§ ASSIGNMENT
Using the data below, restate exactly every line from the one with "Shot-chart prep: mark the street" up to and including the one with "Target: boulder". No picture belongs in it.

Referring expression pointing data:
+-------+
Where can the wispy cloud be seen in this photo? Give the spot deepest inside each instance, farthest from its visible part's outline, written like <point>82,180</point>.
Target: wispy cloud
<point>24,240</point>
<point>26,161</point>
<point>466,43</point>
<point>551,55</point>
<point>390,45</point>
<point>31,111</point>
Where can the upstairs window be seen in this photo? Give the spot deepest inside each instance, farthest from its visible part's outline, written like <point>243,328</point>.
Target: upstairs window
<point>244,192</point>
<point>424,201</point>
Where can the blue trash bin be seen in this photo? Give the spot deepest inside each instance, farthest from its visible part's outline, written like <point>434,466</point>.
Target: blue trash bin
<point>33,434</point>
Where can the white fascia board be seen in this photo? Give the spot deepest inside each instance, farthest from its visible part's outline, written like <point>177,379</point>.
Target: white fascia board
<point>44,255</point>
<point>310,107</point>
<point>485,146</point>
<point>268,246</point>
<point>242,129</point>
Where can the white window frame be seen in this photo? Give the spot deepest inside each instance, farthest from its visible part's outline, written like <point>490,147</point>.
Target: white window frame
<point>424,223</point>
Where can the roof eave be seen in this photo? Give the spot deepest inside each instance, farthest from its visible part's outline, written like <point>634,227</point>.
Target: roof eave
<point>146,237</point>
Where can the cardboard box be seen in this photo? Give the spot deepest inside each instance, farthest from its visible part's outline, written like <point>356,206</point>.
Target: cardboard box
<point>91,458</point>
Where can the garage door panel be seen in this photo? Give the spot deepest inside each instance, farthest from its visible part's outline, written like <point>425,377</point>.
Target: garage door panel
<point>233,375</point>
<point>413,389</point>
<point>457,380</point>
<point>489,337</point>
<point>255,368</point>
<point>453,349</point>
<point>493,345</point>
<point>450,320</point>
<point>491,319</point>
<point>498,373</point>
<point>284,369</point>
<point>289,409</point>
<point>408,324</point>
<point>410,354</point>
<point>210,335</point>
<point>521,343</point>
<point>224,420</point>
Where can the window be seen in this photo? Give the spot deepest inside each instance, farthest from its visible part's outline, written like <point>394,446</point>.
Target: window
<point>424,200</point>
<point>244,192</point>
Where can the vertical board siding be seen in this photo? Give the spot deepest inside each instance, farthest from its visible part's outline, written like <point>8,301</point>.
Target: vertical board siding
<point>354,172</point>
+-------+
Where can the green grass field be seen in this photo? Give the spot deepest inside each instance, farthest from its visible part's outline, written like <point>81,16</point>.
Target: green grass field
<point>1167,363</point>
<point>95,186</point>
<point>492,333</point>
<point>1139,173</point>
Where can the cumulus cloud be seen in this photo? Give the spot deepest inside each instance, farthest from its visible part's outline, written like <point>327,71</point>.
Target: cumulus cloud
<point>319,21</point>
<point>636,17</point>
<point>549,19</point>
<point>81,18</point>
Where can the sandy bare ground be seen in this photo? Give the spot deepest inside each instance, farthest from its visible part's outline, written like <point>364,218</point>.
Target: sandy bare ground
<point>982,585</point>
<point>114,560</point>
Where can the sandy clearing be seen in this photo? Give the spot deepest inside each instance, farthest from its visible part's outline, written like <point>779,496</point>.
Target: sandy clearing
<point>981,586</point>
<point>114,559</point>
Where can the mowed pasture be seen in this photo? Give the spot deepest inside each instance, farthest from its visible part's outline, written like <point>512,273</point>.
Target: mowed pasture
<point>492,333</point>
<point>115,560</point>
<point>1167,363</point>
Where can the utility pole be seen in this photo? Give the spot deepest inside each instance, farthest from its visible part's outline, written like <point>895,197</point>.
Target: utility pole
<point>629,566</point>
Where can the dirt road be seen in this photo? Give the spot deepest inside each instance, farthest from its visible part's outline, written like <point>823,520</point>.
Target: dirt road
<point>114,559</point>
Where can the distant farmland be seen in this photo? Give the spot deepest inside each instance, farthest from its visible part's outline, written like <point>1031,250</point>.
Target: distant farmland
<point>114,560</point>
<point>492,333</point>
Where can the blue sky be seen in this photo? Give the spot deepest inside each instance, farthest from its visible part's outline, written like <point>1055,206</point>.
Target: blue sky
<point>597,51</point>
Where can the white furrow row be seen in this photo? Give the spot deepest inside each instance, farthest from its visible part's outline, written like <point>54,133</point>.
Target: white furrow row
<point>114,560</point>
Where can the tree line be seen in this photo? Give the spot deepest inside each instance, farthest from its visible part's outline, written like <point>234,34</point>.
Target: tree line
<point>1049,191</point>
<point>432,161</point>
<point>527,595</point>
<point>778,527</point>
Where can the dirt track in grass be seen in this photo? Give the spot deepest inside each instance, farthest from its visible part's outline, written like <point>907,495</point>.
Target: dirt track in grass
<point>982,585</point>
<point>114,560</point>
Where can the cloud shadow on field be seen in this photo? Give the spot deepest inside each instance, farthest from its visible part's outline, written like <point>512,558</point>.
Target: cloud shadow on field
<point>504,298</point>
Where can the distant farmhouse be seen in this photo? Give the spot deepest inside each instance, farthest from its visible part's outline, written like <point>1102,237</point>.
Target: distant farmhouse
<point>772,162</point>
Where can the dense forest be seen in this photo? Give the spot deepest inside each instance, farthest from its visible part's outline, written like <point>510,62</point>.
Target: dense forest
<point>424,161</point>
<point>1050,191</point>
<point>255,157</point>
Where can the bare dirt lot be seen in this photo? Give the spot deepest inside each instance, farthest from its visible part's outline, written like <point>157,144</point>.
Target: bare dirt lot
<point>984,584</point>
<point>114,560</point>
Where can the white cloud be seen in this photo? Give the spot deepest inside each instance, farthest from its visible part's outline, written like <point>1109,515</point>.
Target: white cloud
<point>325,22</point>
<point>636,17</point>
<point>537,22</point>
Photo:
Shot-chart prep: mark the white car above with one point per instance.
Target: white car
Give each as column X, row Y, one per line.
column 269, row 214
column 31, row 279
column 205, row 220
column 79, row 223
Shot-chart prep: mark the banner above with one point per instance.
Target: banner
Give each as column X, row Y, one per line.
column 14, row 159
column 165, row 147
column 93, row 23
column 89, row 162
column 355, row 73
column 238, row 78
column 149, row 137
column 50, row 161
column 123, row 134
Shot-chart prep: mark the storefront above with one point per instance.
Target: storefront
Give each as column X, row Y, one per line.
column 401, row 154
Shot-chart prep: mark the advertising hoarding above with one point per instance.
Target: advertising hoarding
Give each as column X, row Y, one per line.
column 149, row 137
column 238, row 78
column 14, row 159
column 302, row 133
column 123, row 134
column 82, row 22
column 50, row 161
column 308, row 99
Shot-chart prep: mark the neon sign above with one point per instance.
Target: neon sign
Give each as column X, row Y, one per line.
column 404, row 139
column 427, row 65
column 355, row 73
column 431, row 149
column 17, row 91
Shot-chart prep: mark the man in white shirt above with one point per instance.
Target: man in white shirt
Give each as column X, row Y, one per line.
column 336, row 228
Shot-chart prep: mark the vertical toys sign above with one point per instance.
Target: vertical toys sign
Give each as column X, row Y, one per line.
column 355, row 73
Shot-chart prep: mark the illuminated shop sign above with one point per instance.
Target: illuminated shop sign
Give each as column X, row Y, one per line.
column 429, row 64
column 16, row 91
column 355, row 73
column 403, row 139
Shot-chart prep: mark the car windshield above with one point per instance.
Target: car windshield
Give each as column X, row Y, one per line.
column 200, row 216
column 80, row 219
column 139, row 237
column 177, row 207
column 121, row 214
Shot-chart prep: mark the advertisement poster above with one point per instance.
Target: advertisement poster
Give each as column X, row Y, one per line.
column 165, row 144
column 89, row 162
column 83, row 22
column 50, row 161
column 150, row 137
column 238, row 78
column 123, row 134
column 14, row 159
+-------+
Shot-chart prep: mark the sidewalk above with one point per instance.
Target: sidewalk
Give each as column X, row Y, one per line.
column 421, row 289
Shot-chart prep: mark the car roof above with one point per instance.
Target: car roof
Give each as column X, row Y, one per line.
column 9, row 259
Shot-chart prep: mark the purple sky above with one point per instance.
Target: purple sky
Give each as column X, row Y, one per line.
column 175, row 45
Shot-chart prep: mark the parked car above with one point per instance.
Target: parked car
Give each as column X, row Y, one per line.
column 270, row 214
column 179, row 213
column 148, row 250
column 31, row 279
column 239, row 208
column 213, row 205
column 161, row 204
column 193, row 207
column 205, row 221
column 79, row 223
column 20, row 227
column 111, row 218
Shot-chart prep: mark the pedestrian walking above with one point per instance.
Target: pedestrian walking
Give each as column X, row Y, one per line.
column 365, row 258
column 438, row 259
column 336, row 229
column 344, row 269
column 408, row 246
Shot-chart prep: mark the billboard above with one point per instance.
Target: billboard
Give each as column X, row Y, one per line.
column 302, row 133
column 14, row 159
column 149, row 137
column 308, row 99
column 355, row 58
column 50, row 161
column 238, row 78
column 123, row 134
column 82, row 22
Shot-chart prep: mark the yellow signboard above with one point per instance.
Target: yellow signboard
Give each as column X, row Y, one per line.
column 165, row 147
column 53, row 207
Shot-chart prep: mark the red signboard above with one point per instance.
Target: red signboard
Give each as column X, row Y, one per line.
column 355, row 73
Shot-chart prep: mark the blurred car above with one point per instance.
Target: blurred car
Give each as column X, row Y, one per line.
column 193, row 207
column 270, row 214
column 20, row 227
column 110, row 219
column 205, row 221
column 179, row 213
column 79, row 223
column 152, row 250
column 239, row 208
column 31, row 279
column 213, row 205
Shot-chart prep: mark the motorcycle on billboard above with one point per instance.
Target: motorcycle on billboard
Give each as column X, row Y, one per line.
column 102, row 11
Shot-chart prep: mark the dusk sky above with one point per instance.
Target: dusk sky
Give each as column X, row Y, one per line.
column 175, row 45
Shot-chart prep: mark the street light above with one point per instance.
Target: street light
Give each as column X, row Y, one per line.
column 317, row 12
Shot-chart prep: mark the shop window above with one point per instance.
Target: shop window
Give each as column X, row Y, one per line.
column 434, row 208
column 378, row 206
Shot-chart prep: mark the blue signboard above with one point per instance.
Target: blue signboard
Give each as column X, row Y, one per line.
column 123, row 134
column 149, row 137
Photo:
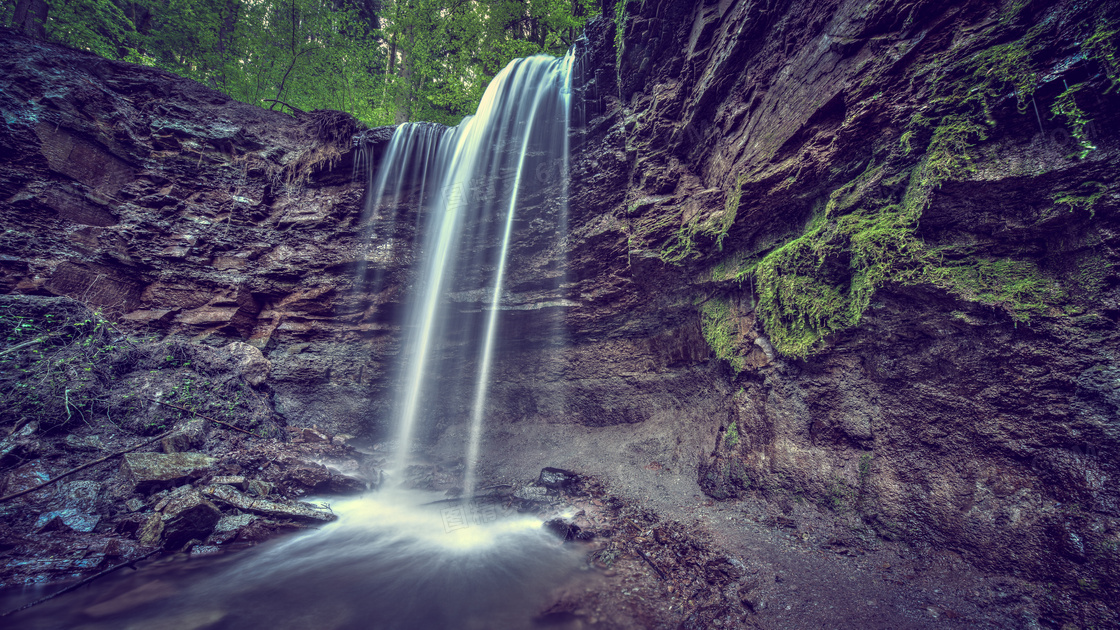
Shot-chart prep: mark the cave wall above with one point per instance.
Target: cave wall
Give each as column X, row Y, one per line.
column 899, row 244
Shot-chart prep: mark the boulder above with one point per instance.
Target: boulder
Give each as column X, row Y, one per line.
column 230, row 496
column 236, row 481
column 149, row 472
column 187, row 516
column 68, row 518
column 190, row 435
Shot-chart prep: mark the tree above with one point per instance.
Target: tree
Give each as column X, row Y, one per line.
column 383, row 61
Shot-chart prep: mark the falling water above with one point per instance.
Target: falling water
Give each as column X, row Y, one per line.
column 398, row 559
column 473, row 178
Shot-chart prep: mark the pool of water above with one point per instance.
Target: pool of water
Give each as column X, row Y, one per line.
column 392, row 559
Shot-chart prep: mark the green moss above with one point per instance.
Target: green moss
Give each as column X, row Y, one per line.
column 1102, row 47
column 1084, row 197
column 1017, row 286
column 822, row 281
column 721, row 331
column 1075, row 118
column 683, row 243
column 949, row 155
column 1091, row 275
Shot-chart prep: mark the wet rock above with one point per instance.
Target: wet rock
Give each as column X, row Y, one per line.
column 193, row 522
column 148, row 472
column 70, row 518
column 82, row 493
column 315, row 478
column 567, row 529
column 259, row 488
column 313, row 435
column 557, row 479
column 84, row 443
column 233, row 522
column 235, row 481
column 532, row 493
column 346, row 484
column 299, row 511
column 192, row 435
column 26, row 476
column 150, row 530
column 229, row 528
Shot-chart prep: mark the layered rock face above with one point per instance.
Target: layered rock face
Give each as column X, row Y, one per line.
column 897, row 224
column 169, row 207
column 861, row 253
+-------+
§ WRITTEN ANSWER
Shot-chart prep: mark the street light above with one point per instance.
Target: street light
Give each as column X, row Y, one per line.
column 317, row 12
Shot-chart prep: mark the shop window above with one point per instance.
Target: shop window
Give each as column X, row Y, one per line.
column 434, row 208
column 378, row 206
Shot-chart prep: mark the blue signboard above with one point per instance.
Target: blue signboard
Give each as column X, row Y, one per line.
column 123, row 134
column 149, row 137
Photo:
Shot-chart prep: mark the cave wall above with one point per instance.
Target: cave wall
Give each as column X, row Y, one per line.
column 899, row 244
Shot-chart prep: mark the boulder above with one point per instance.
Target: boulder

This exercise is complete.